The median asking rent in the U.S. fell 0.4% to $1,937 in March from a year earlier — the first annual drop since the Covid-19 pandemic hit in March 2020 — as the still-high cost of living and increased economic uncertainty hampered rental demand, according to a recent Redfin (RDFN) report.
“Rents are falling, but it feels more like they’re just returning to normal, which is healthy to some degree,” said Dan Close, a Chicago-based Redfin real estate agent. March’s median asking rent in the state was 9.2% below the year-ago mark.
The overall slump in U.S. rents largely stemmed from a supply glut resulting from the pandemic homebuilding boom. And with rental vacancies on the rise, landlords have been reducing rent and offering concessions.
Meantime, the median asking rent didn’t budge M/M in March, remaining 19.9% higher than it was at the onset of the pandemic. At the same time, wages increased at roughly the same pace.
During the pandemic, some “tried to sell but didn’t get a satisfactory offer due to slowing homebuyer demand, Close added. “Now we have a lot of rental supply, which is bringing prices down because renters have more options.”
The metro areas that saw the biggest rent declines featured Austin, Texas (-11%), Chicago, Illinois (-9.2%), and New Orleans, Louisiana (-3%). By contrast, Raleigh, North Carolina (+16.6%), Cleveland, Ohio (+15.3%), and Charlotte, North Carolina (+13%), were among metro areas logging the largest rent gains.
A big part of the reason why consumer price inflation remains stubbornly high is — you guessed it — rent, which generally lags home prices. While headline CPI slowed a full percentage point to 5.0% Y/Y in March, core CPI, which strips out volatile food and energy prices, accelerated to 5.6% from 5.5% in February.
But things appear poised to improve on the core front as rent inflation starts to retreat. Odeta Kushi, deputy chief economist at First American Family of Companies, took to Twitter saying “both owners’ equivalent rent (OER) and primary rent, (~41% of Core CPI), rose 0.5% after bouncing between monthly increases of 0.6%-0.8% for approximately a year. More shelter inflation deceleration to come.”
“Shelter inflation deceleration will drag the overall CPI lower in the coming months, demand growth appears to be slowing & so does wage growth,” Kushi added in a follow-up tweet.
For the week ended April 13, the 30-year fixed-rate mortgage averaged 6.27%, down slightly from the 6.28% mark in the week prior and up from 5.0% a year before.
-----
[Required action A] List every metro area that the text on U.S. rents names in its comparison of rent declines and gains, along with the percentage change given for each.
[Required action B] Repeat word for word the portion of the text on U.S. rents starting at "For the week" and ending at "a year before.".

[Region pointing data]
-----
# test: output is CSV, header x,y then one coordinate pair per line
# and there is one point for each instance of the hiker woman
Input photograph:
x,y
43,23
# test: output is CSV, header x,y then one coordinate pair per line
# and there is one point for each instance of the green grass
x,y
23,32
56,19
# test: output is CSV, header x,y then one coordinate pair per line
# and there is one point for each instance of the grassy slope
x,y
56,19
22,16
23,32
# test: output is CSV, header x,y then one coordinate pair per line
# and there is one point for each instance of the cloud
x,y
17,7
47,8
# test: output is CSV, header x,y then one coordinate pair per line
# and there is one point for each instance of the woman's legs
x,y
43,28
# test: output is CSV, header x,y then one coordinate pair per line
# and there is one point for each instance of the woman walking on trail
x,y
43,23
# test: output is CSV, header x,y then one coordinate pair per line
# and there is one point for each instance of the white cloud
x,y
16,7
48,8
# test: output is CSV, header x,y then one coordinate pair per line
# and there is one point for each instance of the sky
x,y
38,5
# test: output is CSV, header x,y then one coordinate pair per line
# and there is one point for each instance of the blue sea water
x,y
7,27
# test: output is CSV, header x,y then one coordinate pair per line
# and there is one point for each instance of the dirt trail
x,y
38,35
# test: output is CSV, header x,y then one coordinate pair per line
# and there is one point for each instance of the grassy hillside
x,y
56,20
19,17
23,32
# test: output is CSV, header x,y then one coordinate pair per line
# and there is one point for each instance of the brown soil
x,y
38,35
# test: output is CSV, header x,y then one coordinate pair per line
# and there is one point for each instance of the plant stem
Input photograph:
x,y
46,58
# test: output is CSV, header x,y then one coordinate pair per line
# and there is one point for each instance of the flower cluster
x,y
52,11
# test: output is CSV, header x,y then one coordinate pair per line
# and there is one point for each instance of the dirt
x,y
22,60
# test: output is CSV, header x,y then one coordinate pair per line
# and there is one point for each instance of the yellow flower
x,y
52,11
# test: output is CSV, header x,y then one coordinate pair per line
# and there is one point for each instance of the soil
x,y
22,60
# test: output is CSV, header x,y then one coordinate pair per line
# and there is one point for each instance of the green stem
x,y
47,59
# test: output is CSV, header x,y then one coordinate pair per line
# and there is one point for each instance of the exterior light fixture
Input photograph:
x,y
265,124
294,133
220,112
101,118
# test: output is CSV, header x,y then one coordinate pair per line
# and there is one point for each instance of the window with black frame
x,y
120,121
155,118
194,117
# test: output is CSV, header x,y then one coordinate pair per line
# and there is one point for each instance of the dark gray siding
-----
[Your solution A] Austin, Texas (-11%); Chicago, Illinois (-9.2%); New Orleans, Louisiana (-3%); Raleigh, North Carolina (+16.6%); Cleveland, Ohio (+15.3%); Charlotte, North Carolina (+13%)

[Your solution B]
For the week ended April 13, the 30-year fixed-rate mortgage averaged 6.27%, down slightly from the 6.28% mark in the week prior and up from 5.0% a year before.